— WORK REQUIRED —
Your output should be the exact lines from the start of the data through the line containing "locate: chimney |", with no pictures.

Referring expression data
◇ ◇ ◇

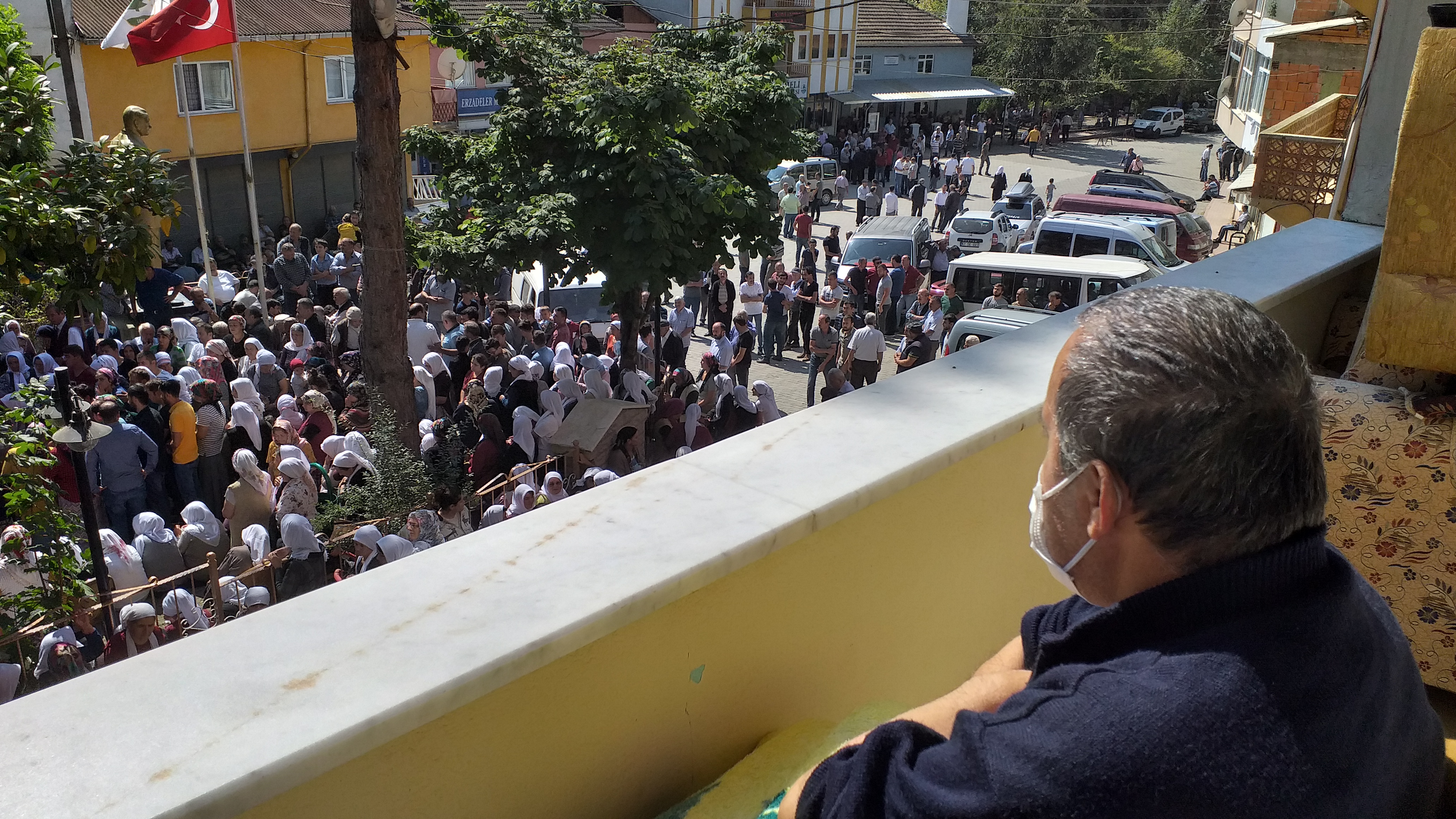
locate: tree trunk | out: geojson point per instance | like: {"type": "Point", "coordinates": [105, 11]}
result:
{"type": "Point", "coordinates": [381, 170]}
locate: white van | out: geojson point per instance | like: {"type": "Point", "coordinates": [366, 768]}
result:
{"type": "Point", "coordinates": [1158, 121]}
{"type": "Point", "coordinates": [1085, 235]}
{"type": "Point", "coordinates": [1078, 280]}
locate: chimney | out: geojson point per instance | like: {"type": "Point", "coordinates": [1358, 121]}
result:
{"type": "Point", "coordinates": [957, 15]}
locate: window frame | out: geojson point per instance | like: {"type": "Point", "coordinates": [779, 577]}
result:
{"type": "Point", "coordinates": [180, 88]}
{"type": "Point", "coordinates": [346, 60]}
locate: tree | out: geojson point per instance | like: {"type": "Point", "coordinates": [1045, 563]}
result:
{"type": "Point", "coordinates": [640, 161]}
{"type": "Point", "coordinates": [82, 220]}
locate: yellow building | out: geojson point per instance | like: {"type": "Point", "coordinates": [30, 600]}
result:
{"type": "Point", "coordinates": [298, 71]}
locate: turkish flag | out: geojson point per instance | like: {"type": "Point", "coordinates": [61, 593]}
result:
{"type": "Point", "coordinates": [183, 28]}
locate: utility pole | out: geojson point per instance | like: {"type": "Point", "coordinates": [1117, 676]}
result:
{"type": "Point", "coordinates": [378, 157]}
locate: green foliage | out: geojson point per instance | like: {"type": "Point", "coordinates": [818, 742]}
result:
{"type": "Point", "coordinates": [31, 502]}
{"type": "Point", "coordinates": [638, 161]}
{"type": "Point", "coordinates": [86, 219]}
{"type": "Point", "coordinates": [400, 487]}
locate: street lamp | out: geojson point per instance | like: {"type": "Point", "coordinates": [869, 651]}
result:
{"type": "Point", "coordinates": [81, 435]}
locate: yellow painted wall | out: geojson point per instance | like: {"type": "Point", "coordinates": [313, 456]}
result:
{"type": "Point", "coordinates": [274, 81]}
{"type": "Point", "coordinates": [899, 601]}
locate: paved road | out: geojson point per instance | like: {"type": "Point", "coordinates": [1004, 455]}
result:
{"type": "Point", "coordinates": [1173, 159]}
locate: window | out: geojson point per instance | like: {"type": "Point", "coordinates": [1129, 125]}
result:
{"type": "Point", "coordinates": [338, 79]}
{"type": "Point", "coordinates": [206, 86]}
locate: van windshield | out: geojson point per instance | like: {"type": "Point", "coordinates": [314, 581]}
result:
{"type": "Point", "coordinates": [583, 304]}
{"type": "Point", "coordinates": [868, 248]}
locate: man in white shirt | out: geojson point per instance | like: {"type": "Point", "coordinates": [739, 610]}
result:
{"type": "Point", "coordinates": [867, 349]}
{"type": "Point", "coordinates": [682, 321]}
{"type": "Point", "coordinates": [750, 295]}
{"type": "Point", "coordinates": [420, 336]}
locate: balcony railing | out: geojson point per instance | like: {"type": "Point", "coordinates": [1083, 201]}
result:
{"type": "Point", "coordinates": [1299, 161]}
{"type": "Point", "coordinates": [424, 190]}
{"type": "Point", "coordinates": [663, 648]}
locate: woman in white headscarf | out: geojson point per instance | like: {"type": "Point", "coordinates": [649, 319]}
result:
{"type": "Point", "coordinates": [552, 414]}
{"type": "Point", "coordinates": [158, 546]}
{"type": "Point", "coordinates": [248, 500]}
{"type": "Point", "coordinates": [123, 566]}
{"type": "Point", "coordinates": [424, 394]}
{"type": "Point", "coordinates": [395, 548]}
{"type": "Point", "coordinates": [289, 412]}
{"type": "Point", "coordinates": [303, 568]}
{"type": "Point", "coordinates": [555, 487]}
{"type": "Point", "coordinates": [522, 502]}
{"type": "Point", "coordinates": [298, 496]}
{"type": "Point", "coordinates": [596, 384]}
{"type": "Point", "coordinates": [247, 393]}
{"type": "Point", "coordinates": [768, 408]}
{"type": "Point", "coordinates": [138, 632]}
{"type": "Point", "coordinates": [181, 604]}
{"type": "Point", "coordinates": [187, 341]}
{"type": "Point", "coordinates": [366, 548]}
{"type": "Point", "coordinates": [200, 535]}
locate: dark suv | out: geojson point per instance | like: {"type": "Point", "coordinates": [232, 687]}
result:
{"type": "Point", "coordinates": [1107, 177]}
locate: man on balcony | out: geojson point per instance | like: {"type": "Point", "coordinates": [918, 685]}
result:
{"type": "Point", "coordinates": [1216, 658]}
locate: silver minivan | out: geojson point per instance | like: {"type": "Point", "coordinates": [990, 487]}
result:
{"type": "Point", "coordinates": [819, 172]}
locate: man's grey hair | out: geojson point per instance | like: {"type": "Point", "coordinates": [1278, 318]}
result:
{"type": "Point", "coordinates": [1206, 408]}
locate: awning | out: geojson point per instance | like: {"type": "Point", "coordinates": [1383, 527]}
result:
{"type": "Point", "coordinates": [916, 90]}
{"type": "Point", "coordinates": [1310, 28]}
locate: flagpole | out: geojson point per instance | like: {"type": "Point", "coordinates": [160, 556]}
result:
{"type": "Point", "coordinates": [248, 153]}
{"type": "Point", "coordinates": [209, 269]}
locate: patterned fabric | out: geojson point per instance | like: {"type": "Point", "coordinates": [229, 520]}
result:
{"type": "Point", "coordinates": [1393, 512]}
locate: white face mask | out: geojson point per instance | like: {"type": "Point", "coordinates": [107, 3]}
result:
{"type": "Point", "coordinates": [1039, 540]}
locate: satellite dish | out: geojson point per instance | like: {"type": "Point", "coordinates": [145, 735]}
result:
{"type": "Point", "coordinates": [452, 68]}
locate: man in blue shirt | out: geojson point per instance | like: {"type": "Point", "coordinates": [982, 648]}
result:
{"type": "Point", "coordinates": [119, 468]}
{"type": "Point", "coordinates": [1218, 658]}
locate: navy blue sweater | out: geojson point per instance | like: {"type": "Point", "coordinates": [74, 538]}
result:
{"type": "Point", "coordinates": [1272, 685]}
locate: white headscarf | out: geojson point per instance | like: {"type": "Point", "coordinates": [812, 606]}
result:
{"type": "Point", "coordinates": [766, 404]}
{"type": "Point", "coordinates": [245, 417]}
{"type": "Point", "coordinates": [564, 356]}
{"type": "Point", "coordinates": [429, 382]}
{"type": "Point", "coordinates": [523, 429]}
{"type": "Point", "coordinates": [359, 445]}
{"type": "Point", "coordinates": [201, 522]}
{"type": "Point", "coordinates": [257, 541]}
{"type": "Point", "coordinates": [519, 499]}
{"type": "Point", "coordinates": [596, 384]}
{"type": "Point", "coordinates": [287, 412]}
{"type": "Point", "coordinates": [558, 495]}
{"type": "Point", "coordinates": [65, 635]}
{"type": "Point", "coordinates": [567, 384]}
{"type": "Point", "coordinates": [395, 548]}
{"type": "Point", "coordinates": [691, 417]}
{"type": "Point", "coordinates": [247, 467]}
{"type": "Point", "coordinates": [552, 414]}
{"type": "Point", "coordinates": [298, 535]}
{"type": "Point", "coordinates": [493, 382]}
{"type": "Point", "coordinates": [183, 602]}
{"type": "Point", "coordinates": [247, 393]}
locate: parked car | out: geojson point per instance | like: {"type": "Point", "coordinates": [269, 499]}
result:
{"type": "Point", "coordinates": [989, 324]}
{"type": "Point", "coordinates": [1158, 121]}
{"type": "Point", "coordinates": [817, 171]}
{"type": "Point", "coordinates": [887, 237]}
{"type": "Point", "coordinates": [1024, 206]}
{"type": "Point", "coordinates": [1195, 241]}
{"type": "Point", "coordinates": [1107, 177]}
{"type": "Point", "coordinates": [977, 231]}
{"type": "Point", "coordinates": [1084, 235]}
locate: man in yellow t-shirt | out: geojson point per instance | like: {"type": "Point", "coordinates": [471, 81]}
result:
{"type": "Point", "coordinates": [183, 422]}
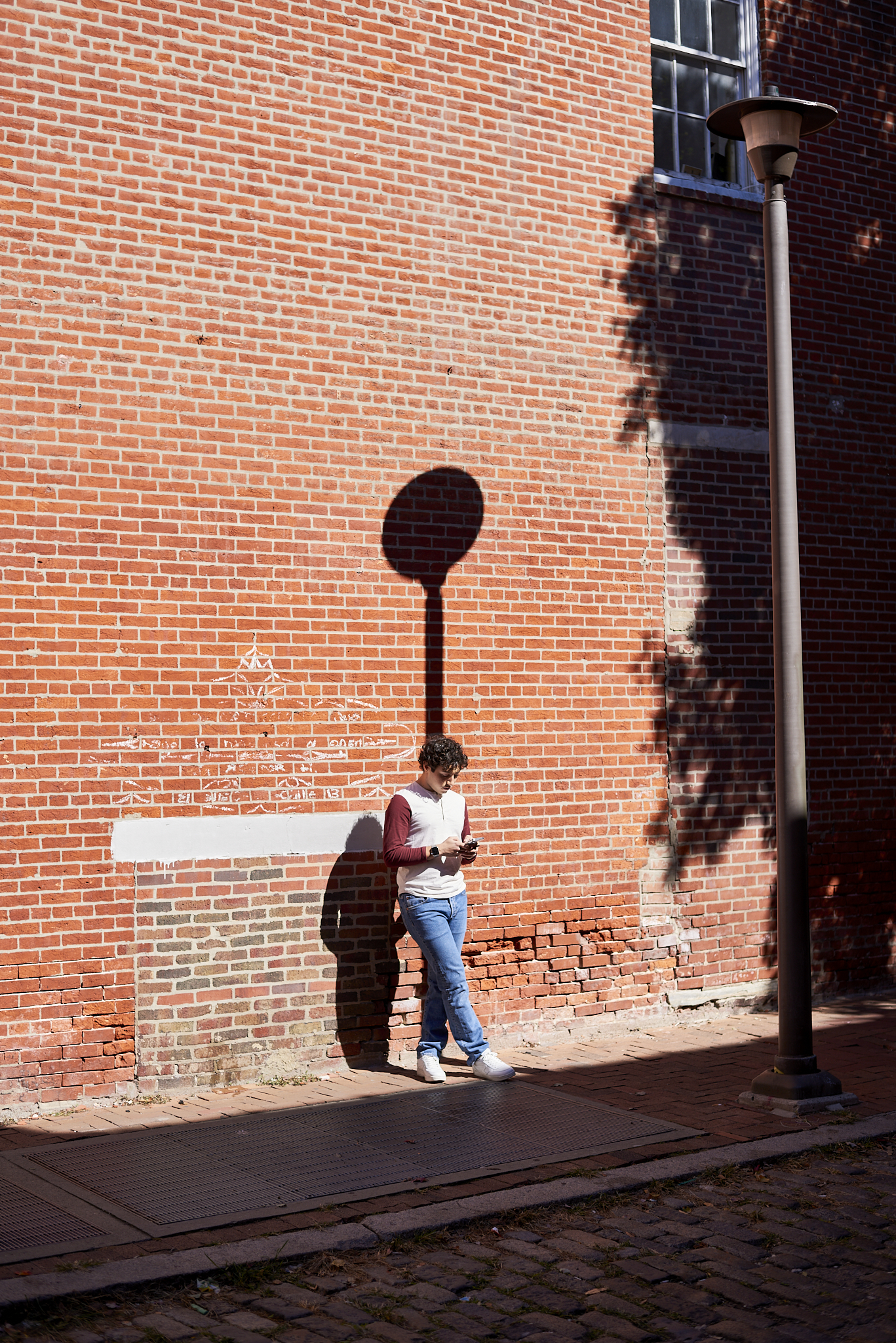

◇ ◇ ◇

— WRITTEN SOLUTION —
locate: tree trunk | out: geojson point per instance | like: {"type": "Point", "coordinates": [105, 11]}
result:
{"type": "Point", "coordinates": [381, 170]}
locate: white van | out: geojson point per instance | like: {"type": "Point", "coordinates": [366, 768]}
result:
{"type": "Point", "coordinates": [1158, 121]}
{"type": "Point", "coordinates": [1085, 235]}
{"type": "Point", "coordinates": [1078, 280]}
locate: chimney | out: geojson point per instance | like: {"type": "Point", "coordinates": [1358, 121]}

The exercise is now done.